> Your instructions
Would you please output the lines from the one holding "of the closed" to the end of the entries, exactly and with no others?

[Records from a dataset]
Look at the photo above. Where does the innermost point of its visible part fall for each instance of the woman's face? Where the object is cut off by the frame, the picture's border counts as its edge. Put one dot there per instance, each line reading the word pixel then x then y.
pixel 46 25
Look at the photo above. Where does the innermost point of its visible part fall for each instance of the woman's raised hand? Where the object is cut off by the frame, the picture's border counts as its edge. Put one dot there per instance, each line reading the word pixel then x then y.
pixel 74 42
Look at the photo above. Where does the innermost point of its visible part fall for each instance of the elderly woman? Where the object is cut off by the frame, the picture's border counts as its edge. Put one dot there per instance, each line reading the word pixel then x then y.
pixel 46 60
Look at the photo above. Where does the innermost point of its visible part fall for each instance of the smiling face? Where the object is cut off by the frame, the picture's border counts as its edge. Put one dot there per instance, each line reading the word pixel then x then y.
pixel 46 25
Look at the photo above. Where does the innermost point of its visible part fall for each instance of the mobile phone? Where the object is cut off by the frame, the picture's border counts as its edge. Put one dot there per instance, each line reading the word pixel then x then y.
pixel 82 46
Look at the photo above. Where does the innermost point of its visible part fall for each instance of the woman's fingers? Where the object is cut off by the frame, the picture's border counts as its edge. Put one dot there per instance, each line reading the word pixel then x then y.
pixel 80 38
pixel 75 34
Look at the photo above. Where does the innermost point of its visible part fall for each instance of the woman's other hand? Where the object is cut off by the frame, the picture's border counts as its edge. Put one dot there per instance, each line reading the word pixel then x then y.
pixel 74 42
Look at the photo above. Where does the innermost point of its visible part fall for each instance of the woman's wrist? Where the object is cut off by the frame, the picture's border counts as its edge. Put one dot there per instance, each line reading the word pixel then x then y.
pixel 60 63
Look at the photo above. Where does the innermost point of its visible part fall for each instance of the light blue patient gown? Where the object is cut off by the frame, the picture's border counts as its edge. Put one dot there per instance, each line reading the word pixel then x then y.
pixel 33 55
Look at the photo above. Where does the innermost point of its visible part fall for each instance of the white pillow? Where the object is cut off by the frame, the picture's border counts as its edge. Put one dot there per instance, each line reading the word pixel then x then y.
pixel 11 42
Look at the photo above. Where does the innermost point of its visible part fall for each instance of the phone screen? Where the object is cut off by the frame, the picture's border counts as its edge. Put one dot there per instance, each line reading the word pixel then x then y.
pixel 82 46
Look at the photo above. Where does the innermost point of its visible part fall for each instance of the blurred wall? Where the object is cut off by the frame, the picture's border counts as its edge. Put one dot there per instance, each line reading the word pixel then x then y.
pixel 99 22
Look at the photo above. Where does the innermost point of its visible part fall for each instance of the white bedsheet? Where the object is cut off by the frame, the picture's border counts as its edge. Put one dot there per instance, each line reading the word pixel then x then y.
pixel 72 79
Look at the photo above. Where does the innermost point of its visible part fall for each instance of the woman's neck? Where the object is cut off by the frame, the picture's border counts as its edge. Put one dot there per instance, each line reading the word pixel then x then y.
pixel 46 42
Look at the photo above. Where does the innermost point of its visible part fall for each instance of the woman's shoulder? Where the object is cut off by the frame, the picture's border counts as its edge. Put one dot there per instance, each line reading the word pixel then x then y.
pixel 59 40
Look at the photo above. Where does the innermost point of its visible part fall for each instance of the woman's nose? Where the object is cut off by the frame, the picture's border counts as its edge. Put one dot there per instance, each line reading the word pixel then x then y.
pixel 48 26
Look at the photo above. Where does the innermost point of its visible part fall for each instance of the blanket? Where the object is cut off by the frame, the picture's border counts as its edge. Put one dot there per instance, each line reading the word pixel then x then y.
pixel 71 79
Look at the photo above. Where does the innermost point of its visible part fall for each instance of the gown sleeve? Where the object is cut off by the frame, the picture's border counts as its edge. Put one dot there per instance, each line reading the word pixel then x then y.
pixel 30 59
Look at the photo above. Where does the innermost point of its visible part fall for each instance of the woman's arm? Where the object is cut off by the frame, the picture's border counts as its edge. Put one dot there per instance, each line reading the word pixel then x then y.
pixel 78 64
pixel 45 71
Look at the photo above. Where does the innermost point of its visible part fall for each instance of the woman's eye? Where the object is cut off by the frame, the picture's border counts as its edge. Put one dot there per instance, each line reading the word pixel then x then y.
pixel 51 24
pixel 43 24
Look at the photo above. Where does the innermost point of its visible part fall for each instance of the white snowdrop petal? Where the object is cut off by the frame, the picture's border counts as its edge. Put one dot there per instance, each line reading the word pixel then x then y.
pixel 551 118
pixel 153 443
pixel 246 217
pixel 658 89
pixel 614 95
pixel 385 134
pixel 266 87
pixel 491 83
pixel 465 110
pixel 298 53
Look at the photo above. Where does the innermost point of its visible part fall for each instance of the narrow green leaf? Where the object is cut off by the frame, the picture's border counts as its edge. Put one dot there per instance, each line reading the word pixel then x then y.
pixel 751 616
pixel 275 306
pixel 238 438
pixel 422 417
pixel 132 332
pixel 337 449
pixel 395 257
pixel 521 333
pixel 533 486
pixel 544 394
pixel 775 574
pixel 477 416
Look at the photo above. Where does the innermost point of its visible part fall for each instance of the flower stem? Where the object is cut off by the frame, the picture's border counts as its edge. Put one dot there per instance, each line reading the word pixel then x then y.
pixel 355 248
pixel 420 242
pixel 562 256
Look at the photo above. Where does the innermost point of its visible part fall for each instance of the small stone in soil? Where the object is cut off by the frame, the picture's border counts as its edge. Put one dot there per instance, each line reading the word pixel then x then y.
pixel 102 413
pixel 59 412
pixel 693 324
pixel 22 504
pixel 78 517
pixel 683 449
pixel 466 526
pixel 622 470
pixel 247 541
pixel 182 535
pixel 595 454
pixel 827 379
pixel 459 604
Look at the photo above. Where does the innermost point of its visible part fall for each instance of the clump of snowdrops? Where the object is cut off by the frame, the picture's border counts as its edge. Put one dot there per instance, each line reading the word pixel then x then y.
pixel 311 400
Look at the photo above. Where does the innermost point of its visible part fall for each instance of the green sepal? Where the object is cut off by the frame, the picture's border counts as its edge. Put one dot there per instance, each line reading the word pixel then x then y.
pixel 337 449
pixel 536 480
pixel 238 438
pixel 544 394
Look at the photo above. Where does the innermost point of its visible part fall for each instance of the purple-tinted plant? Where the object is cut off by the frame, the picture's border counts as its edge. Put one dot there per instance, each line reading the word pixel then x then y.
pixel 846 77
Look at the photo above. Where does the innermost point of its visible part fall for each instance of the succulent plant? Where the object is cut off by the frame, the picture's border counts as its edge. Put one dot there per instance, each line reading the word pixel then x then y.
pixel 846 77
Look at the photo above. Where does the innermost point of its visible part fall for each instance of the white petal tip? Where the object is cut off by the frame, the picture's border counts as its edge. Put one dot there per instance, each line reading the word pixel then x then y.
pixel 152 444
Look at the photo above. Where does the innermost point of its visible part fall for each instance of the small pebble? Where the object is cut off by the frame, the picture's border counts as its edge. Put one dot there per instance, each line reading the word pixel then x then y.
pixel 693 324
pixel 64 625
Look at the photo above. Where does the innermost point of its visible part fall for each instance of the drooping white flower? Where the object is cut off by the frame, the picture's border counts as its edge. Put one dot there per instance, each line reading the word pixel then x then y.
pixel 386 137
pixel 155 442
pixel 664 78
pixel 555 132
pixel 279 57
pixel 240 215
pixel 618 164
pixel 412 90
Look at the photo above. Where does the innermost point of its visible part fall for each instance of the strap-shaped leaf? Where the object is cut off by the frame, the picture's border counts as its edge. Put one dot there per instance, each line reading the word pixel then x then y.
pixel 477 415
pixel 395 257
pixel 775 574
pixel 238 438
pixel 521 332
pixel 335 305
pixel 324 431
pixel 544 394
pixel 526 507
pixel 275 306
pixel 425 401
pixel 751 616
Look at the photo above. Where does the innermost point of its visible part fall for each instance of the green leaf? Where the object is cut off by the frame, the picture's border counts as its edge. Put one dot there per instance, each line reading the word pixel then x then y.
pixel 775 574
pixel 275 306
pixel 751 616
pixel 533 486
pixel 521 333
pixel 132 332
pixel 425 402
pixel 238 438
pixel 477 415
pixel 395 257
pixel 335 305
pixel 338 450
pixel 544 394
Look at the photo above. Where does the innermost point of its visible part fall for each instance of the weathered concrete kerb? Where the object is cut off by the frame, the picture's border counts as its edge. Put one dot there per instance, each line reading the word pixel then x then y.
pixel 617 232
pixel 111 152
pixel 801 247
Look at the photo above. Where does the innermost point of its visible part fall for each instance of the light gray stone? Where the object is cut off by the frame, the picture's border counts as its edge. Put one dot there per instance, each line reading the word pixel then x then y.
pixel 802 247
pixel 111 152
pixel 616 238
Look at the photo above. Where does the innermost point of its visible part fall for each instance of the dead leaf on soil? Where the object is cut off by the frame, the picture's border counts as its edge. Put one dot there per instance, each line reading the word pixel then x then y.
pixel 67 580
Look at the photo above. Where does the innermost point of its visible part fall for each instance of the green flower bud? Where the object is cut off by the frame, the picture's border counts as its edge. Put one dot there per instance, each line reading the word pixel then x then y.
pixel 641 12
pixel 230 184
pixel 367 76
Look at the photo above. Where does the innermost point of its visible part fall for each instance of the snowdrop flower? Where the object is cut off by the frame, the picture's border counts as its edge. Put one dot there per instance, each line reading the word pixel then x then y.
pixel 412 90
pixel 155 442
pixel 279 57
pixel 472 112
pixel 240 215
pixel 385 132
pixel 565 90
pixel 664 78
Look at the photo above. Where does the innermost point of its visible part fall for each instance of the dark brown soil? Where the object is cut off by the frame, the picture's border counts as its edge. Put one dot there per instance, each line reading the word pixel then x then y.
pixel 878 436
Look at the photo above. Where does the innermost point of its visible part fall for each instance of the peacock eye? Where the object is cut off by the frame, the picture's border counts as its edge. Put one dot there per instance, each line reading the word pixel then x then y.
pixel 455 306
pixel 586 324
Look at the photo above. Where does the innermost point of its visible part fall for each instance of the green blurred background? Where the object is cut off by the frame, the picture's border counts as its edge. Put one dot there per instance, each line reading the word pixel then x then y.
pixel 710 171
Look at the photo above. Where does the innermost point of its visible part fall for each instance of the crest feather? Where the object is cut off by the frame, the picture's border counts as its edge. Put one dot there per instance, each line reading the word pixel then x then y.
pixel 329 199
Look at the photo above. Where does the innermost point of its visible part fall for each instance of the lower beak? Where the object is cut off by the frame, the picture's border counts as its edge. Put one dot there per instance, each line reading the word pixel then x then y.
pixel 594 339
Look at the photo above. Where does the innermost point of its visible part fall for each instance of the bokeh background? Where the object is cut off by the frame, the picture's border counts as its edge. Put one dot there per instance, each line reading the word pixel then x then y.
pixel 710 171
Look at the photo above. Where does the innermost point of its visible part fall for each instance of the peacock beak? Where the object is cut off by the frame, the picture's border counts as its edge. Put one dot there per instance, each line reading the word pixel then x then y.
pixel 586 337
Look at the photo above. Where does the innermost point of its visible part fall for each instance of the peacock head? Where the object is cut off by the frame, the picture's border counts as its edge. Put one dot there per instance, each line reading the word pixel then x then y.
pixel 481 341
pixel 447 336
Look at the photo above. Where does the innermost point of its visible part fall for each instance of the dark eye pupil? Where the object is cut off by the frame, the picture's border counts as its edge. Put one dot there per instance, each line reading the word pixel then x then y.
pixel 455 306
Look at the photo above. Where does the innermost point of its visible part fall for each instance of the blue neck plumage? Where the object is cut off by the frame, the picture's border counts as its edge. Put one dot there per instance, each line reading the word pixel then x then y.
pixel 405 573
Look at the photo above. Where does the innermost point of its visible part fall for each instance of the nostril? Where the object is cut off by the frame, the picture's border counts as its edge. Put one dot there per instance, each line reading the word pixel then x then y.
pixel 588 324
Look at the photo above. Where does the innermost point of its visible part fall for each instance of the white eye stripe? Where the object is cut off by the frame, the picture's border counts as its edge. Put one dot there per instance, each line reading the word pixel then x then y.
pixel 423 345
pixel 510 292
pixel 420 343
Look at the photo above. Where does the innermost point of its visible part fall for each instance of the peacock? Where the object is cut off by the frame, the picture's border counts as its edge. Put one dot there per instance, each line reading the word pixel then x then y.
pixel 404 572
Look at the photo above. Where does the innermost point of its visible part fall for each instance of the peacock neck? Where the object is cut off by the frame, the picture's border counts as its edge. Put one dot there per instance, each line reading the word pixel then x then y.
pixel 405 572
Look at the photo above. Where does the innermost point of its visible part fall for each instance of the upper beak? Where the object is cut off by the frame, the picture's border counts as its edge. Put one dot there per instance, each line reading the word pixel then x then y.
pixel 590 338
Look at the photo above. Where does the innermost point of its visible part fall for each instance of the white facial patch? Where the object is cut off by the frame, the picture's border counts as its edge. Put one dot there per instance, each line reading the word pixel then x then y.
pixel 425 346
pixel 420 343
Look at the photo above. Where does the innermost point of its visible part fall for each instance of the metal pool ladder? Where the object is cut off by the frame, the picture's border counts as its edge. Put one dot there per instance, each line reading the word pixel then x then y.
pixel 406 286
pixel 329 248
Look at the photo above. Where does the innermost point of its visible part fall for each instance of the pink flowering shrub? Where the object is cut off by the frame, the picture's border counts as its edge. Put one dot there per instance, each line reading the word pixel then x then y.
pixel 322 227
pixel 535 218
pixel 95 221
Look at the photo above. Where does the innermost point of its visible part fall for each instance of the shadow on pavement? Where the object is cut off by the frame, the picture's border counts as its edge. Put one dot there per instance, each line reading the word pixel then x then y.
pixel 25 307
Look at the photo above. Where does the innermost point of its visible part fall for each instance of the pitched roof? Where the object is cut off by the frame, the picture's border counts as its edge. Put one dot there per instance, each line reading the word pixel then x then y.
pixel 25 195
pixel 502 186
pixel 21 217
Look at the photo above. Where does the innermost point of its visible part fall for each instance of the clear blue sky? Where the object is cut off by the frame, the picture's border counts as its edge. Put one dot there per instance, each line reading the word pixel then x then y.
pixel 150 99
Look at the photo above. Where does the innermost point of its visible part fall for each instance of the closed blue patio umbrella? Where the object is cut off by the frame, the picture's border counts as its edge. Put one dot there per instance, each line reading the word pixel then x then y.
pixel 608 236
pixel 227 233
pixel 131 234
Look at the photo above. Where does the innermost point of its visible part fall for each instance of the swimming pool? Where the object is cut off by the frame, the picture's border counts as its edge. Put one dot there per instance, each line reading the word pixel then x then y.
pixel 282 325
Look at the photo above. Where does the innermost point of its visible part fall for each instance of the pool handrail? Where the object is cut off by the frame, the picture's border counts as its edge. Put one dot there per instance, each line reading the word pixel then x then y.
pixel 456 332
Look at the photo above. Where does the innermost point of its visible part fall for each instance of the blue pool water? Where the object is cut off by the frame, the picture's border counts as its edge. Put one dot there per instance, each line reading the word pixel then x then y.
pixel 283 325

> Answer space
Look at the photo above. Where does the innermost point of its visible part fall for each instance of the closed blue patio umbrella? Where the object is cut off by the frame, the picture's border counts as its edge. Put one dot there per instance, each line reading the word pixel then x then y.
pixel 608 236
pixel 227 233
pixel 131 234
Look at the photo above. Where does the innermost point of its visible part fall for each instance of the swimming pool? Where the object is cut off by the frame, the picture's border counts as its edge. Put one dot there per instance, each line reading the word pixel then x then y.
pixel 282 325
Look at the photo above. Where does the innermost point of its visible part fall for each instance of the pool handrail? Where the object is cut off by the frame, the picture's border counts as its edge. Put one dot there per instance, each line reading the word pixel then x then y.
pixel 456 332
Look at the photo above. Where does the innermost point of its visible part fall for each instance of the blue pool water? Where the object is cut off by the frame, the picture's border counts as its edge. Put one dot there per instance, each line reading the word pixel then x then y.
pixel 283 325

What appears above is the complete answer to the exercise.